Output all the data exactly.

▶

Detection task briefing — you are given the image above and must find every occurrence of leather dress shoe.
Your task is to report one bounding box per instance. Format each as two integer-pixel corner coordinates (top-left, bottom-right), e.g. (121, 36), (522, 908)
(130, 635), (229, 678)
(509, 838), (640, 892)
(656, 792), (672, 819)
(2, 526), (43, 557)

◀

#### Exercise result:
Detection task briefing — you are given the image above and must find every occurrence of leather dress shoe.
Your task is to report one bounding box per instance. Format each as two integer-pixel corner coordinates (top-left, bottom-right), e.g. (121, 36), (522, 908)
(130, 635), (229, 678)
(509, 838), (640, 892)
(656, 792), (672, 819)
(2, 526), (43, 557)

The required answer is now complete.